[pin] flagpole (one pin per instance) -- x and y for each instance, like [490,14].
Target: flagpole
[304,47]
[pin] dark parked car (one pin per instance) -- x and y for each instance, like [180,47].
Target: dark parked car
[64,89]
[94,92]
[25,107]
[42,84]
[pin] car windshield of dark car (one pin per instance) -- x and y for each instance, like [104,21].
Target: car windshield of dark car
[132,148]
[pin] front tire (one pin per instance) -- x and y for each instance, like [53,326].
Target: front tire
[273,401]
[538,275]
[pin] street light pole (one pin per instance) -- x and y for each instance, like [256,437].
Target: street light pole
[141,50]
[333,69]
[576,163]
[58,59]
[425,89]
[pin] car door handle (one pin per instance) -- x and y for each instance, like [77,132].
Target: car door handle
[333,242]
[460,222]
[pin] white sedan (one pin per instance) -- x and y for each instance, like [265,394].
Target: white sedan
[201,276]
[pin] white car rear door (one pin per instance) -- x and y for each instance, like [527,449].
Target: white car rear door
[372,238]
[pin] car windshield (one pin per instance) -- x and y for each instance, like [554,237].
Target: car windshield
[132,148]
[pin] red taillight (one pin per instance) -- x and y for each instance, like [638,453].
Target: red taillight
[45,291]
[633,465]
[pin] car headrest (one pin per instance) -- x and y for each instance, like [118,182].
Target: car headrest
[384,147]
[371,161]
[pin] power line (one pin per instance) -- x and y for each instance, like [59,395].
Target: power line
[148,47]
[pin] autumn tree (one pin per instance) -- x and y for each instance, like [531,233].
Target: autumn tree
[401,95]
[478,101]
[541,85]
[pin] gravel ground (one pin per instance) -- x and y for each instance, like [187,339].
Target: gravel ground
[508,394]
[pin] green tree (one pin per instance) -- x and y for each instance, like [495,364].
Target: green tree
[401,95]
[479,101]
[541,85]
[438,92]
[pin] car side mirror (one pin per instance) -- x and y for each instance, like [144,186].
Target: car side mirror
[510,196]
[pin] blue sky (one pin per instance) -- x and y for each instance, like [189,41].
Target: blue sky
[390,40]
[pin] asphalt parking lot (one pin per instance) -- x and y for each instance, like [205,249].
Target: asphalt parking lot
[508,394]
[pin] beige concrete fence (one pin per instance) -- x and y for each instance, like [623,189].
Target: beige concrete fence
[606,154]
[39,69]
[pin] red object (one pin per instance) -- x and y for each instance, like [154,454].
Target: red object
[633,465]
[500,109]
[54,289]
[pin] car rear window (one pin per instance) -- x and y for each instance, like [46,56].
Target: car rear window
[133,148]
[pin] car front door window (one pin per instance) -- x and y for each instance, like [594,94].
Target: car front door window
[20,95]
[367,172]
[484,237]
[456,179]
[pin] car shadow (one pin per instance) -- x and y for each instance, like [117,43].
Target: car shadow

----------------------------------------

* **Instructions for the task**
Rewrite every line of the material above as a Markdown table with the columns "Row" and "Line", numbering each line and leaving out blank lines.

* **Expected answer**
| Row | Line |
|---|---|
| 1 | [pin] flagpole (one pin per instance) -- x and y for each instance, like [490,14]. |
| 2 | Target: flagpole |
| 3 | [304,47] |
| 4 | [pin] dark parked car (one pin per instance) -- x and y for each instance, like [180,47]. |
| 5 | Target: dark parked car |
| 6 | [64,89] |
| 7 | [94,92] |
| 8 | [25,107] |
| 9 | [42,84] |
| 10 | [pin] car windshield of dark car (one pin per instance) -- x and y for each instance, like [104,21]. |
| 11 | Target: car windshield of dark car |
| 12 | [132,148] |
| 13 | [pin] front tire (one pin per instance) -- x and y for each instance, like [53,326]. |
| 14 | Target: front tire |
| 15 | [273,401] |
| 16 | [538,275] |
| 17 | [pin] street light pole (one pin per instance) -- x and y for each instance, like [256,437]. |
| 18 | Target: street light pole |
| 19 | [141,50] |
| 20 | [333,69] |
| 21 | [576,163] |
| 22 | [58,59] |
| 23 | [425,89] |
| 24 | [pin] car door handle (one pin per instance) -- x and y for each instance, like [77,132]. |
| 25 | Target: car door handle |
| 26 | [333,242] |
| 27 | [460,222] |
| 28 | [pin] white sedan (one pin per instance) -- x and y for each instance, like [265,394]. |
| 29 | Target: white sedan |
| 30 | [201,276] |
| 31 | [pin] white car rear door (one pin per instance) -- x and y for each instance, like [527,449]. |
| 32 | Target: white car rear door |
| 33 | [372,238] |
| 34 | [pin] car windshield (one pin per instance) -- x and y for each instance, like [554,237]. |
| 35 | Target: car windshield |
| 36 | [132,148] |
| 37 | [pin] red taillight (one pin per instance) -- x and y for each instance, like [638,453]. |
| 38 | Target: red taillight |
| 39 | [45,291] |
| 40 | [633,465] |
| 41 | [pin] car headrest (one pin per instance) -- x and y for each instance, like [118,182]. |
| 42 | Target: car headrest |
| 43 | [384,147] |
| 44 | [371,161] |
| 45 | [pin] power line (one pin per instance) -- x and y for each instance, like [59,395]. |
| 46 | Target: power line |
| 47 | [148,47] |
| 48 | [pin] autumn tree (one pin per instance) -- x and y for each instance, like [531,233]. |
| 49 | Target: autumn tree |
| 50 | [401,95] |
| 51 | [478,101] |
| 52 | [541,85] |
| 53 | [pin] gravel ground (one pin per instance) -- x and y for each instance, like [187,339]. |
| 54 | Target: gravel ground |
| 55 | [508,394] |
| 56 | [pin] green tree (one pin per instance) -- x and y for each instance, like [495,364]. |
| 57 | Target: green tree |
| 58 | [401,95] |
| 59 | [479,101] |
| 60 | [541,85] |
| 61 | [438,92] |
| 62 | [pin] car side mirror (one pin per instance) -- x and y for each instance, like [144,186]. |
| 63 | Target: car side mirror |
| 64 | [510,196] |
| 65 | [pin] blue sky (one pin per instance) -- x and y for each instance, like [189,41]. |
| 66 | Target: blue sky |
| 67 | [390,40] |
| 68 | [pin] asphalt parking lot (one pin per instance) -- x and y for each instance, like [205,249]. |
| 69 | Target: asphalt parking lot |
| 70 | [508,394] |
| 71 | [pin] beige concrete fence (one pin per instance) -- x and y for each instance, like [623,189]. |
| 72 | Target: beige concrete fence |
| 73 | [606,154] |
| 74 | [39,69] |
| 75 | [pin] red object (one pin per instance) -- x and y for each instance, like [154,454]. |
| 76 | Target: red object |
| 77 | [633,465] |
| 78 | [500,109] |
| 79 | [54,289] |
| 80 | [pin] car rear window (one pin per instance) -- x and y for each instance, like [46,56]. |
| 81 | Target: car rear window |
| 82 | [133,148] |
| 83 | [pin] car front door window (one pin per instance) -- x and y for each instance, like [594,94]. |
| 84 | Target: car front door window |
| 85 | [20,95] |
| 86 | [367,172] |
| 87 | [484,237] |
| 88 | [456,179] |
| 89 | [pin] car shadow (one pin per instance) -- x and y for each instance, like [117,43]. |
| 90 | Target: car shadow |